Point localization data:
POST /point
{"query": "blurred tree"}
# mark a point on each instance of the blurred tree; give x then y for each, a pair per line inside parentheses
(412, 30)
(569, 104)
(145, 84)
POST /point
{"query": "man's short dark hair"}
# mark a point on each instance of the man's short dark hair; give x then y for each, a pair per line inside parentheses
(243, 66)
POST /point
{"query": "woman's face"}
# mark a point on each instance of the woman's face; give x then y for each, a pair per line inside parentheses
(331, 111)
==
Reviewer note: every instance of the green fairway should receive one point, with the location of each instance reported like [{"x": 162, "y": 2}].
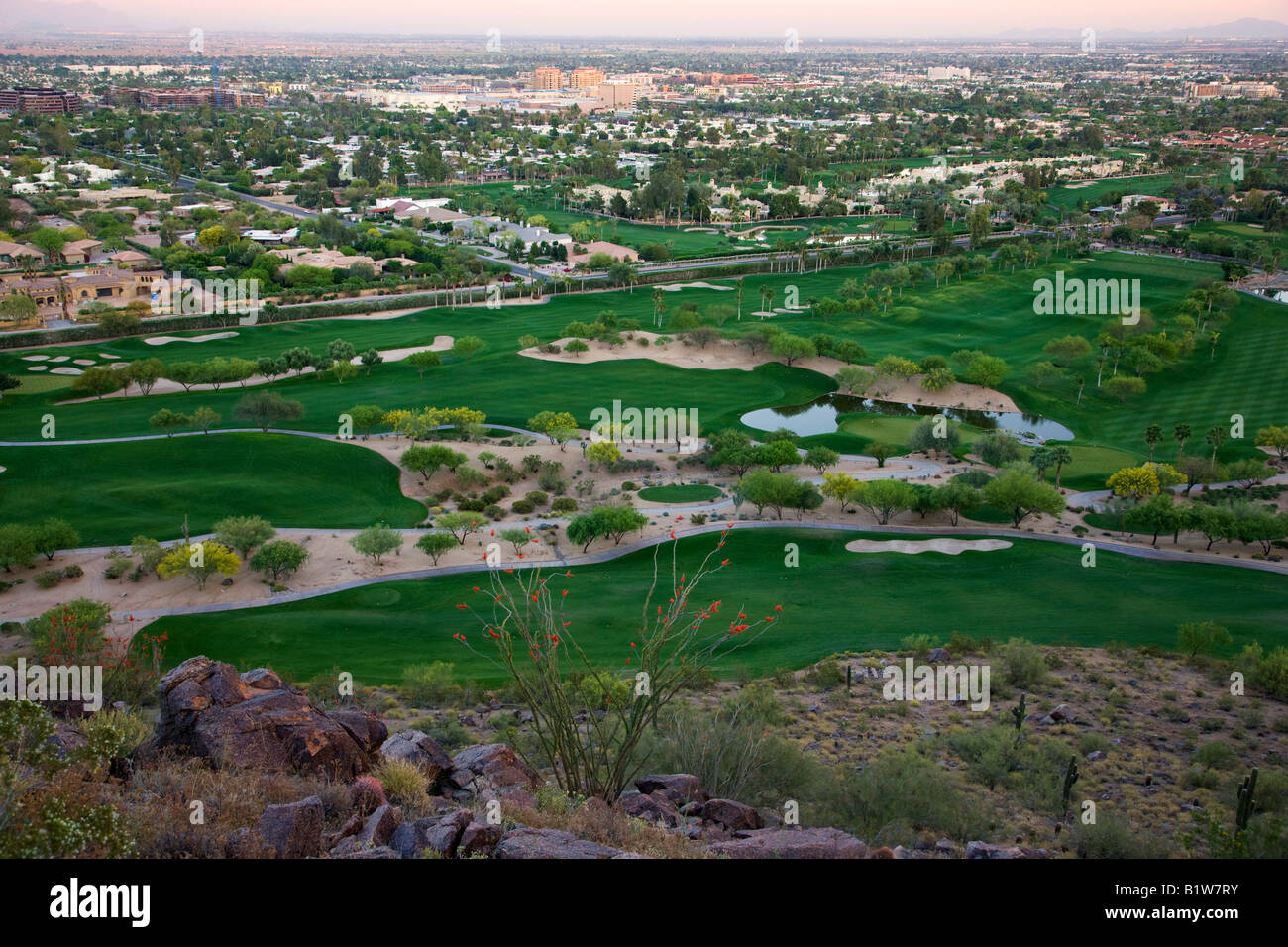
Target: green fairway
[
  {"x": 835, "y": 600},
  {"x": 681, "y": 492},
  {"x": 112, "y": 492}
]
---
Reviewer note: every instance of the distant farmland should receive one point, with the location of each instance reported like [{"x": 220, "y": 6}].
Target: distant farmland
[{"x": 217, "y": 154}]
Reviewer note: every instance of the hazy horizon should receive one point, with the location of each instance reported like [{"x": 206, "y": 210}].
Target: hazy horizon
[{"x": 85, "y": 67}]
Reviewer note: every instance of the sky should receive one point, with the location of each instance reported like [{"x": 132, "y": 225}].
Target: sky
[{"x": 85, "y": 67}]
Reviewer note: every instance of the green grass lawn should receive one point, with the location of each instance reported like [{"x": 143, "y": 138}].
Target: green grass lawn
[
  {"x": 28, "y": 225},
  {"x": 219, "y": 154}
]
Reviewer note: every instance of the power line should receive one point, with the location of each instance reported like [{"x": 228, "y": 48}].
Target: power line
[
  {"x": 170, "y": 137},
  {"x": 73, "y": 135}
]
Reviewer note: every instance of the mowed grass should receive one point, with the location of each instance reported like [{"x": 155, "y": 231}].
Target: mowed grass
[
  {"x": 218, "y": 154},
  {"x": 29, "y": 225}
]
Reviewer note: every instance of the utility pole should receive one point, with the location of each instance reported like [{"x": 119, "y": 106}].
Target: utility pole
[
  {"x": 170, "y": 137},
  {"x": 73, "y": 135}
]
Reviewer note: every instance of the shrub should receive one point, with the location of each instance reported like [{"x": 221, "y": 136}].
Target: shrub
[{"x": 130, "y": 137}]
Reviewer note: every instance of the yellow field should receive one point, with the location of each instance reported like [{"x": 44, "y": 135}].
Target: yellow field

■ **WORK ITEM**: Only the lines above starting with the one with "Target: hazy horizon" and going through the one with "Reviewer note: every instance of the green grass" are to be copied, word for word and with both ends kept.

■ **TASK ANSWER**:
Target: hazy horizon
[{"x": 85, "y": 67}]
Reviewer note: every instance of the sky should receive one point, with the location of each instance reported like [{"x": 132, "y": 225}].
Target: sky
[{"x": 85, "y": 67}]
Reviewer note: every instance of the green grass lawn should receive one point, with the location of each instance reported like [{"x": 143, "y": 138}].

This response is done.